### [Stated problem]
Count the lines in the data below that contain the string "light", with case significant. Report only the count.

(Coordinate labeling data)
---
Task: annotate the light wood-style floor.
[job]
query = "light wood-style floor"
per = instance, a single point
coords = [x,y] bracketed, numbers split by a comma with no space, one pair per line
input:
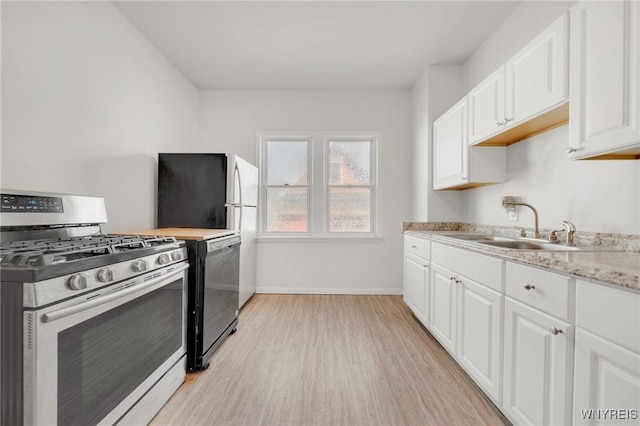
[329,360]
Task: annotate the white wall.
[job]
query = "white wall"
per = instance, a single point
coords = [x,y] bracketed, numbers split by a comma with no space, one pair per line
[598,196]
[526,22]
[87,103]
[230,121]
[437,89]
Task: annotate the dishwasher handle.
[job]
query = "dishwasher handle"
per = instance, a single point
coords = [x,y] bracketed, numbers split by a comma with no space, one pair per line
[65,312]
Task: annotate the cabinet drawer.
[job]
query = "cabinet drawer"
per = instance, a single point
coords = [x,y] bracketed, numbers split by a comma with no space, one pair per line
[543,290]
[482,269]
[417,246]
[610,313]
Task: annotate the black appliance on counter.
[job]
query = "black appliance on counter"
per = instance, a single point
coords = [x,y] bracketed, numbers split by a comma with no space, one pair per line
[209,192]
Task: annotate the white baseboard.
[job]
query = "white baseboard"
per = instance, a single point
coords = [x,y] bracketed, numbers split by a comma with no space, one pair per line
[352,291]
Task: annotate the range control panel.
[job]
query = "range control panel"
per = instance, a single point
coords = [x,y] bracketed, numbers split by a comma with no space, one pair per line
[30,204]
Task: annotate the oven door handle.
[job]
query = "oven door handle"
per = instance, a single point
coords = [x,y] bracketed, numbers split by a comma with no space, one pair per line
[65,312]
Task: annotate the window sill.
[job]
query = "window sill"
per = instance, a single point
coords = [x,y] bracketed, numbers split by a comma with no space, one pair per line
[311,239]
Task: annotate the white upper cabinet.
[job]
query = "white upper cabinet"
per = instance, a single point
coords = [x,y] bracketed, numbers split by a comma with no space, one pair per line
[536,78]
[456,165]
[486,107]
[525,96]
[605,80]
[450,147]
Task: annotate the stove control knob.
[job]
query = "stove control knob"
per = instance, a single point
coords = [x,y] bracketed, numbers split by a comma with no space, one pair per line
[139,266]
[105,275]
[77,282]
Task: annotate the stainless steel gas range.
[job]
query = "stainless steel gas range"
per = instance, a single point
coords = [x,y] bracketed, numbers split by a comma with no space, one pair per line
[92,326]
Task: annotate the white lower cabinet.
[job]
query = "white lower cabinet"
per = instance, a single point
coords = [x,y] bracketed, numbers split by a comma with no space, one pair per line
[607,382]
[546,348]
[479,335]
[416,276]
[442,309]
[538,366]
[416,285]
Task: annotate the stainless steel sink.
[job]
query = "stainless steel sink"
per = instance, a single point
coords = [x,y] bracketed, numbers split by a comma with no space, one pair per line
[520,244]
[478,237]
[530,245]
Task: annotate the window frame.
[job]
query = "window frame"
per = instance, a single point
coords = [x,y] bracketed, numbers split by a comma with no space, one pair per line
[318,187]
[263,186]
[373,183]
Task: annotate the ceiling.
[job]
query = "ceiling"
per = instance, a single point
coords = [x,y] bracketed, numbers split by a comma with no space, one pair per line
[313,44]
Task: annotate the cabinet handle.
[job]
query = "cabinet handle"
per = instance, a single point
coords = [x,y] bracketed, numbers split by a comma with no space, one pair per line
[555,330]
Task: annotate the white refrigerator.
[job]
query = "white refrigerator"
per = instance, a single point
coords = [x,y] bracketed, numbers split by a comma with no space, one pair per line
[215,191]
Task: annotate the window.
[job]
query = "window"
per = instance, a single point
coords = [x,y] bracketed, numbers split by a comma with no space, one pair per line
[286,185]
[318,185]
[350,189]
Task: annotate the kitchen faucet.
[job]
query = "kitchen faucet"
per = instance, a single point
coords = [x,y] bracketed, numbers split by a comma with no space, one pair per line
[509,200]
[569,228]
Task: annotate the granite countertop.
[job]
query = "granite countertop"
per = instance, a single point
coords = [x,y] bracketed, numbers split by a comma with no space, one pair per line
[619,268]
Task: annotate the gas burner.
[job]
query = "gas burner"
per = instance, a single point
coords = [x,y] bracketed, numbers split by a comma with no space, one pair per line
[52,257]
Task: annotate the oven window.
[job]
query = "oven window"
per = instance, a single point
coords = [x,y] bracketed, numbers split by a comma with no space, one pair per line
[102,360]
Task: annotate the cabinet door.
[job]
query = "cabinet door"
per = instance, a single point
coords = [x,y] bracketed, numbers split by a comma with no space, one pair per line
[607,376]
[416,279]
[479,335]
[442,309]
[605,78]
[450,150]
[537,366]
[486,107]
[536,78]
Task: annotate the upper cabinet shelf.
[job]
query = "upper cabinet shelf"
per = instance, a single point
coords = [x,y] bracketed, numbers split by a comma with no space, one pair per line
[605,80]
[525,96]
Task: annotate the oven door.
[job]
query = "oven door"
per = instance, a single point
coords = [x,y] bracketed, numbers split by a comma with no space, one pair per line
[89,363]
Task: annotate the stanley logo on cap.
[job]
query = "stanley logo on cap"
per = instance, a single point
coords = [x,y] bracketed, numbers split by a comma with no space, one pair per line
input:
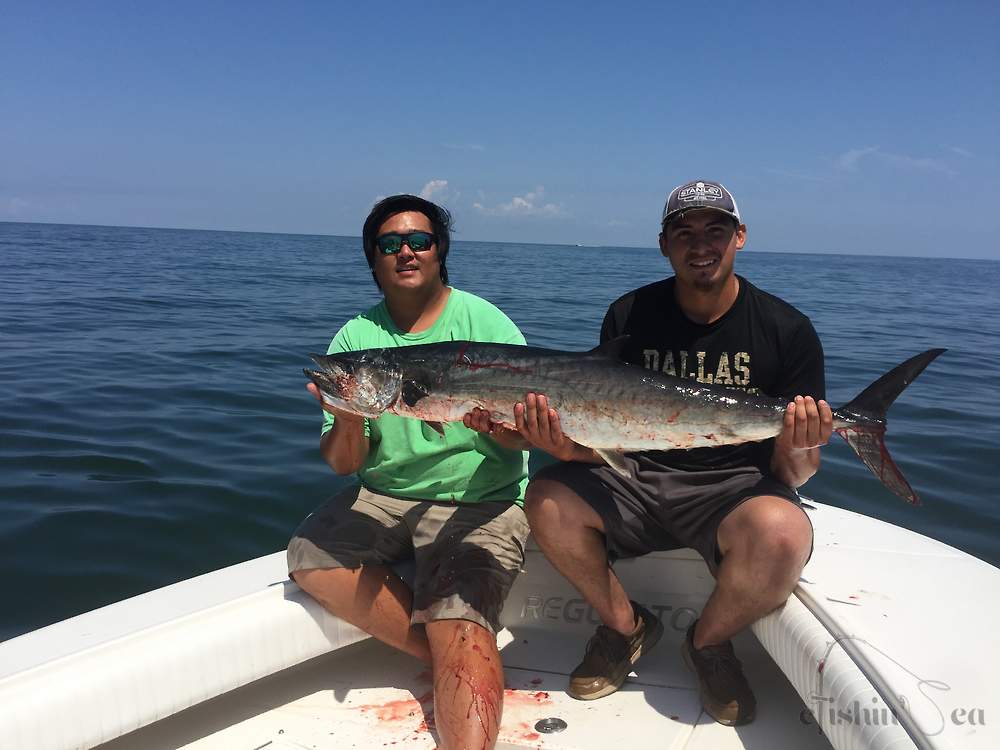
[700,192]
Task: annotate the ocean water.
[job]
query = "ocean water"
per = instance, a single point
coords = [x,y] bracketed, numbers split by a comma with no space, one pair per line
[154,422]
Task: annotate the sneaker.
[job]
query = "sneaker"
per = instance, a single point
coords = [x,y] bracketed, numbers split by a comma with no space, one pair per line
[610,656]
[725,693]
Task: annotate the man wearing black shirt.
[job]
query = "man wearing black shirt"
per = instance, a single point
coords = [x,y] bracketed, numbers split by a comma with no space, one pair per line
[736,505]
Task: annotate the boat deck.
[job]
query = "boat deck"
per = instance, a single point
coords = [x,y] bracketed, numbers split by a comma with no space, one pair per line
[369,696]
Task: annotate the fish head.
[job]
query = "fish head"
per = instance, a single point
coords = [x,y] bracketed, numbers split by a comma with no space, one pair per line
[365,383]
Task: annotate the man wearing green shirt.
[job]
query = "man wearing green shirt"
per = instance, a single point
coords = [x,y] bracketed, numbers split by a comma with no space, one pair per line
[453,502]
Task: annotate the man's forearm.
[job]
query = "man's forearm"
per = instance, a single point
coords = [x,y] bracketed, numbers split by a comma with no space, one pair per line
[344,447]
[795,470]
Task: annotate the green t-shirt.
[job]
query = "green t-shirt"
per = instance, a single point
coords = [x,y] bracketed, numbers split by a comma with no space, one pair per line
[406,458]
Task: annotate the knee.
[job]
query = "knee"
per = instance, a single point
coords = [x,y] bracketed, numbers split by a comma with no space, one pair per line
[785,538]
[776,533]
[544,503]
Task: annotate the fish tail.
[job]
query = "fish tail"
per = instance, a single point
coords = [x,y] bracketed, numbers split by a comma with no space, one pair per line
[866,421]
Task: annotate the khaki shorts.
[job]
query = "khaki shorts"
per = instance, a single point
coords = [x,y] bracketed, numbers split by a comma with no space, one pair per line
[467,555]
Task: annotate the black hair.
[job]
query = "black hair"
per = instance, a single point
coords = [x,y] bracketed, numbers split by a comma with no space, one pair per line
[438,216]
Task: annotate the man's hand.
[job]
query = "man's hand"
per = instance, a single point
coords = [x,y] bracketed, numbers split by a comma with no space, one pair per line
[481,421]
[807,425]
[539,425]
[344,447]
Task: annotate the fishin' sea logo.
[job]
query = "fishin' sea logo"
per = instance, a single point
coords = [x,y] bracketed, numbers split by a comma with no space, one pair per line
[917,712]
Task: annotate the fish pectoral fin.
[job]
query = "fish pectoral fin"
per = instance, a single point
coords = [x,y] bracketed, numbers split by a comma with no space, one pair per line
[436,426]
[615,459]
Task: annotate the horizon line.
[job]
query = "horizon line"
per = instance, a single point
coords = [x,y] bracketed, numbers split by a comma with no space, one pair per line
[489,242]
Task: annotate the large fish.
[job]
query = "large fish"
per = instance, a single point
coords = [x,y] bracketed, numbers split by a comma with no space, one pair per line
[603,403]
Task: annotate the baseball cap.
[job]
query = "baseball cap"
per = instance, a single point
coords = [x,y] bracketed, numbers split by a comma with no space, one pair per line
[699,194]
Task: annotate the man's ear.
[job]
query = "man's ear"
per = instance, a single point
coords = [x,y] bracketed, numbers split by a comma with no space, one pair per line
[741,236]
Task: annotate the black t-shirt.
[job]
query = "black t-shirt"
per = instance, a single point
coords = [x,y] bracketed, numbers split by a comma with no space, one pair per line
[761,345]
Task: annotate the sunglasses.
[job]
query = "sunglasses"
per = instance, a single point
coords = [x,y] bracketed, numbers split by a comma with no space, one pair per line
[391,243]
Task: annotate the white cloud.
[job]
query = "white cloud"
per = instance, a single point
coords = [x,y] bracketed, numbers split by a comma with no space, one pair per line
[960,151]
[849,160]
[796,175]
[434,186]
[530,204]
[465,146]
[15,207]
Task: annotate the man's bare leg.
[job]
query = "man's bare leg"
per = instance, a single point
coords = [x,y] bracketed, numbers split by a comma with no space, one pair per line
[372,598]
[765,543]
[468,684]
[571,534]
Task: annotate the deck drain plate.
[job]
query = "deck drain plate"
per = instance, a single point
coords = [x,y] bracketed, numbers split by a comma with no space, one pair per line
[550,725]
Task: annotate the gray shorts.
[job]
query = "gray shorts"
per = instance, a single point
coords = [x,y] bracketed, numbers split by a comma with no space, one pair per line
[467,555]
[662,508]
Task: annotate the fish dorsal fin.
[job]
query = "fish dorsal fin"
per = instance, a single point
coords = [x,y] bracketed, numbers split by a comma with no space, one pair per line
[612,348]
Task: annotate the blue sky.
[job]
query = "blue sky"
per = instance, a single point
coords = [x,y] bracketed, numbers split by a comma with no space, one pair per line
[852,127]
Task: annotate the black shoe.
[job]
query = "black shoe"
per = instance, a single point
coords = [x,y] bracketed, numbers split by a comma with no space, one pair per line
[610,656]
[725,693]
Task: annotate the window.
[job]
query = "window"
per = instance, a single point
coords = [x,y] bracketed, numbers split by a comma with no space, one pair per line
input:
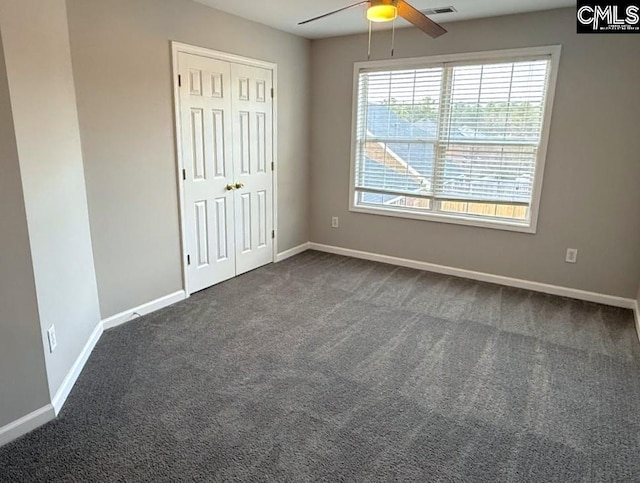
[460,139]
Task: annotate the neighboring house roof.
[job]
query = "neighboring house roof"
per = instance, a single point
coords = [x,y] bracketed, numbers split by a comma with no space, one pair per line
[402,165]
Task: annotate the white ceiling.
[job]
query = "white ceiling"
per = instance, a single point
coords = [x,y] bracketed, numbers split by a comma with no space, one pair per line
[285,14]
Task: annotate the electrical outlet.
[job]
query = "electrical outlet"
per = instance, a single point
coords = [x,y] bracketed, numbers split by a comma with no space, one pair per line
[572,255]
[51,335]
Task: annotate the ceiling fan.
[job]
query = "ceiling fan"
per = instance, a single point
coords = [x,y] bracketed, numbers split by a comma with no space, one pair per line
[388,10]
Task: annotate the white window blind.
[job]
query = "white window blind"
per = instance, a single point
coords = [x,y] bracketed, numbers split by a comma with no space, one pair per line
[458,139]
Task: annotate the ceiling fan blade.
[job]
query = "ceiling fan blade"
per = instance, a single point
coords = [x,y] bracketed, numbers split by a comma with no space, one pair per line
[335,11]
[419,19]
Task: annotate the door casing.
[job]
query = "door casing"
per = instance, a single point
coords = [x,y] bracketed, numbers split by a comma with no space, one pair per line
[177,47]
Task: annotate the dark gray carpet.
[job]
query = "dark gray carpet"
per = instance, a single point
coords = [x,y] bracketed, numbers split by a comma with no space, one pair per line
[330,368]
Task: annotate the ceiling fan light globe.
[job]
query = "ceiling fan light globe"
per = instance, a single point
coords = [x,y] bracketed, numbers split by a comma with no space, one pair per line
[382,13]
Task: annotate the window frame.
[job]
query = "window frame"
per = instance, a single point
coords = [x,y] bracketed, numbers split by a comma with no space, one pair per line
[529,226]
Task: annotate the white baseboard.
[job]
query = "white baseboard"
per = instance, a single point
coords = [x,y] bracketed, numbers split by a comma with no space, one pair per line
[143,309]
[481,276]
[292,252]
[70,379]
[26,423]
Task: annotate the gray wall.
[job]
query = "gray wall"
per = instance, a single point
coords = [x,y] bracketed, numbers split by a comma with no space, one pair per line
[22,371]
[38,66]
[122,68]
[590,199]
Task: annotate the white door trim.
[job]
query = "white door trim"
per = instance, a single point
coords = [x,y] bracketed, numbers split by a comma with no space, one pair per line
[176,48]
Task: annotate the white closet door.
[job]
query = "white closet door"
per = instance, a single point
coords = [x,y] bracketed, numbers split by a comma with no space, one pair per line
[205,114]
[226,132]
[252,108]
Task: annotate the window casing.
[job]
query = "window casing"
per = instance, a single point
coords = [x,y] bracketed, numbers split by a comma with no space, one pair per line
[459,139]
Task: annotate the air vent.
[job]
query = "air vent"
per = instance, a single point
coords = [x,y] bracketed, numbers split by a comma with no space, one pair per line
[438,10]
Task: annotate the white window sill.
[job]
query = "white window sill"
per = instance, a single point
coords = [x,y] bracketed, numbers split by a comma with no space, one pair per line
[524,227]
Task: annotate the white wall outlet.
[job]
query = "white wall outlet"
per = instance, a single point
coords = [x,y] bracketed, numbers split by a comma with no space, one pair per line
[51,335]
[572,255]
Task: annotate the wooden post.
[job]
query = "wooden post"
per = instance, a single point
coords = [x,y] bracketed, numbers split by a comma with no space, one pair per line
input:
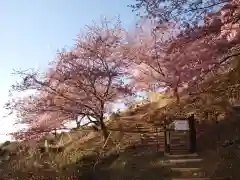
---
### [Response to the exercise]
4